-- Artikel --
········
Banyak perkara
di antara keduanya atau lebih yang memilki kesamaan atau kemiripan. Dan kemiripan
itu bisa terjadi pada satu titik atau pada beberapa titik. Sebagai contoh kecil
saja, antara kucing dan harimau, titik kemiripan keduanya bisa pada anatominya
yang sangat dekat sekali, hanya saja harimau itu bertubuh besar, sedangkan
kucing itu berukuran kecil. Dan harimau
itu sering dikenal sebagai kucing raksasa, karena kemiripan anatominya yang
sangat dekat, namun ia memiliki ukuran tubuhnya yang sangat besar.
Dalam istilah
arab kata “ kemiripan “ itu dikenal dengan kata “ tamstil atau tasybih “. Kedua
kata tersebut jika diterjemahkan ke dalam bahasa Indonesia berarti mirip atau
menyerupai. Padahal ada titik perbedaan antara tamstil dan tasybih yang sangat
berpengaruh terhadap makna sebuah ungkapan. Tamstil adalah kemiripan pada satu
ada beberapa hal saja, sedangkan tasybih adalah kemiripan pada banyak hal.
Perlu di ketahui
bahwa dua hal dikatakan mirip atau serupa tidaklah berkonsekuensi harus sama
dalam hal hakikatnya. Secara akal, kaidah ini tiada terbantahkan sama sekali. Seperti
contoh di atas, bahwa antara kucing dan harimau sangatlah mirip, namun hakikat
keduanya sangatlah berbeda adanya. Harimau adalah harimau sebagai seekor hewan
tersendiri, pula dengan kucing yang merupakan kucing sebagai spesies hewan
tersendiri.
········
-- Tugas --
Tulis ulang bagian artikel tentang tamstil dan tasybih, mulai dari kalimat yang memuat "Dalam istilah" dan berhenti setelah "tersendiri.". Ganti kata "kemiripan" dengan "keserupaan".

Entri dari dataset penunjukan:
········
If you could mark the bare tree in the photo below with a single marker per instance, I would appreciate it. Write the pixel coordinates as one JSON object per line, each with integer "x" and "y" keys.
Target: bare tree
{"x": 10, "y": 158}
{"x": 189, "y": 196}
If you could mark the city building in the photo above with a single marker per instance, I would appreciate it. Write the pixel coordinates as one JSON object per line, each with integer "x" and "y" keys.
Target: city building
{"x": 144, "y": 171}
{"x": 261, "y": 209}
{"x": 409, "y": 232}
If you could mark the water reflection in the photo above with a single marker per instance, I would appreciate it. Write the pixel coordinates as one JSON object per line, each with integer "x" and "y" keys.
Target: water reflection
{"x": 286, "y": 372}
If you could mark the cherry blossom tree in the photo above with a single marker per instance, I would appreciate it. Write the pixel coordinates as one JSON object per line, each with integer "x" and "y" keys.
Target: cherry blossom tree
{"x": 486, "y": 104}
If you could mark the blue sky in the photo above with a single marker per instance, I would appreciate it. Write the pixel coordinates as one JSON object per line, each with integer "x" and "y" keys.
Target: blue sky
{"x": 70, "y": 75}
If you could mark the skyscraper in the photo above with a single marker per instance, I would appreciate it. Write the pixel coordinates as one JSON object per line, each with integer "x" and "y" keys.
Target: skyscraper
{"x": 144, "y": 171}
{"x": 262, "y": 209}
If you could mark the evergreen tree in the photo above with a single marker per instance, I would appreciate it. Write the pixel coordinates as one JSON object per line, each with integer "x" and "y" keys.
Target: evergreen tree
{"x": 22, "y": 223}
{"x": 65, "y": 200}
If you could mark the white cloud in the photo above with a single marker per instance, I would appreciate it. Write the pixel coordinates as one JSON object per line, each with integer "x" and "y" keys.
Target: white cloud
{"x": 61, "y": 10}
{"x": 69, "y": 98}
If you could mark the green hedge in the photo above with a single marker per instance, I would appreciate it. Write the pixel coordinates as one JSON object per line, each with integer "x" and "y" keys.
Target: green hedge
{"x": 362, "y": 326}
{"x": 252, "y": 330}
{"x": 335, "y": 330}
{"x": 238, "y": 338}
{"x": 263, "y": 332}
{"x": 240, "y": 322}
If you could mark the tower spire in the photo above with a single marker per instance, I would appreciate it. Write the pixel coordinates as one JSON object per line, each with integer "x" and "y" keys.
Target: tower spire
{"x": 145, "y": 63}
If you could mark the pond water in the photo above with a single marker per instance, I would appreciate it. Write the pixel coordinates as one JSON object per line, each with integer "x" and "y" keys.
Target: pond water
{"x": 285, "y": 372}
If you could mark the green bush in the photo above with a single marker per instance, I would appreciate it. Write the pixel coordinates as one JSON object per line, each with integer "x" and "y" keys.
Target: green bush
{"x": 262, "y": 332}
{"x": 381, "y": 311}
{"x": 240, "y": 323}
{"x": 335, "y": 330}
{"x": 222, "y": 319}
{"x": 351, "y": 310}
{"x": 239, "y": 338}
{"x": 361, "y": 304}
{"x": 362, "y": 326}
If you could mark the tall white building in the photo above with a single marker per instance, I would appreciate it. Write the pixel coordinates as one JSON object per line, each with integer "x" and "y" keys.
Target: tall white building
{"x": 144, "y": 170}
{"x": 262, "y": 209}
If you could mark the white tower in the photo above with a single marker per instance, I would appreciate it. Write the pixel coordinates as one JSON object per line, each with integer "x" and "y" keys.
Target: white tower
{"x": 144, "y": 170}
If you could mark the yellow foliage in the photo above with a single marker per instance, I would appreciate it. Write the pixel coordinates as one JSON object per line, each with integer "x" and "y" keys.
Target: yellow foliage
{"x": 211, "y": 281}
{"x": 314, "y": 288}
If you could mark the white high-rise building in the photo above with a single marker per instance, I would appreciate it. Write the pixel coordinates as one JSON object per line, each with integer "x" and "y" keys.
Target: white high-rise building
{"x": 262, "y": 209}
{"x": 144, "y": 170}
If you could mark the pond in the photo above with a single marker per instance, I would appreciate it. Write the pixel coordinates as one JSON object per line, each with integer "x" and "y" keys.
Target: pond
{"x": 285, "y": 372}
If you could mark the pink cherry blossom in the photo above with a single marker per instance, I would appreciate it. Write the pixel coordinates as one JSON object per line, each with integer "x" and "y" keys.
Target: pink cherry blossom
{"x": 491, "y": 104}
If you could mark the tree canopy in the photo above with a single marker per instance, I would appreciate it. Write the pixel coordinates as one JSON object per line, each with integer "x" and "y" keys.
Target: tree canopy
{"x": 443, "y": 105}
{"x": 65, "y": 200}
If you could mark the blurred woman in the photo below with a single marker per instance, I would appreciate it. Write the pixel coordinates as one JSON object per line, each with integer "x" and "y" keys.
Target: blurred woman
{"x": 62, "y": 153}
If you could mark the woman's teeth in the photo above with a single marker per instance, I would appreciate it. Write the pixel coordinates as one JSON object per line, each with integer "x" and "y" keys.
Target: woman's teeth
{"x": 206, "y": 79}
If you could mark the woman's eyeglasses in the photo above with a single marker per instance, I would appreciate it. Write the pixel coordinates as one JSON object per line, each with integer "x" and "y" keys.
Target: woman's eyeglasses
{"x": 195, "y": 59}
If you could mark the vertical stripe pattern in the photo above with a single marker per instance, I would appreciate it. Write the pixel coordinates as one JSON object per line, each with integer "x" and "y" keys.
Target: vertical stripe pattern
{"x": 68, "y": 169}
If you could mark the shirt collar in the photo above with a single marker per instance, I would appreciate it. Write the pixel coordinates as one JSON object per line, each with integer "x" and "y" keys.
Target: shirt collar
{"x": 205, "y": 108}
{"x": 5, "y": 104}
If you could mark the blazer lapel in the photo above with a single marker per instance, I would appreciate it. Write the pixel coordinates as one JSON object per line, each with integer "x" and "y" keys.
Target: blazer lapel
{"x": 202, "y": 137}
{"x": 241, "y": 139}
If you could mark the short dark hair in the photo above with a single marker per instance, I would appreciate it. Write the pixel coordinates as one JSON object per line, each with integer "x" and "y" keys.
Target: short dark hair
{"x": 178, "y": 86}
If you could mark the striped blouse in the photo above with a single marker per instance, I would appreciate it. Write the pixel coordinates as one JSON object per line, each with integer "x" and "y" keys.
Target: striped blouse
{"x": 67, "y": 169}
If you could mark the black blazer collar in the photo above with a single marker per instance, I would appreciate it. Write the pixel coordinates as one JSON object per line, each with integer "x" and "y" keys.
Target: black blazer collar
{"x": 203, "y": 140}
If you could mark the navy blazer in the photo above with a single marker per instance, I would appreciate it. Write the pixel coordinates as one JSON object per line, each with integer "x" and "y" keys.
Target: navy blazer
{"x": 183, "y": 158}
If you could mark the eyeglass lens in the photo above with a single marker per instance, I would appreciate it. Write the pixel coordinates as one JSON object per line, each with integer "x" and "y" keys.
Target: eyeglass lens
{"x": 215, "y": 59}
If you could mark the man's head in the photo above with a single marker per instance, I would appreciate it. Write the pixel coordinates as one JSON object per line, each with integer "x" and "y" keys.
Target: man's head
········
-- Hasil Tugas --
Dalam istilah
arab kata “ keserupaan “ itu dikenal dengan kata “ tamstil atau tasybih “. Kedua
kata tersebut jika diterjemahkan ke dalam bahasa Indonesia berarti mirip atau
menyerupai. Padahal ada titik perbedaan antara tamstil dan tasybih yang sangat
berpengaruh terhadap makna sebuah ungkapan. Tamstil adalah keserupaan pada satu
ada beberapa hal saja, sedangkan tasybih adalah keserupaan pada banyak hal.
Perlu di ketahui
bahwa dua hal dikatakan mirip atau serupa tidaklah berkonsekuensi harus sama
dalam hal hakikatnya. Secara akal, kaidah ini tiada terbantahkan sama sekali. Seperti
contoh di atas, bahwa antara kucing dan harimau sangatlah mirip, namun hakikat
keduanya sangatlah berbeda adanya. Harimau adalah harimau sebagai seekor hewan
tersendiri, pula dengan kucing yang merupakan kucing sebagai spesies hewan
tersendiri.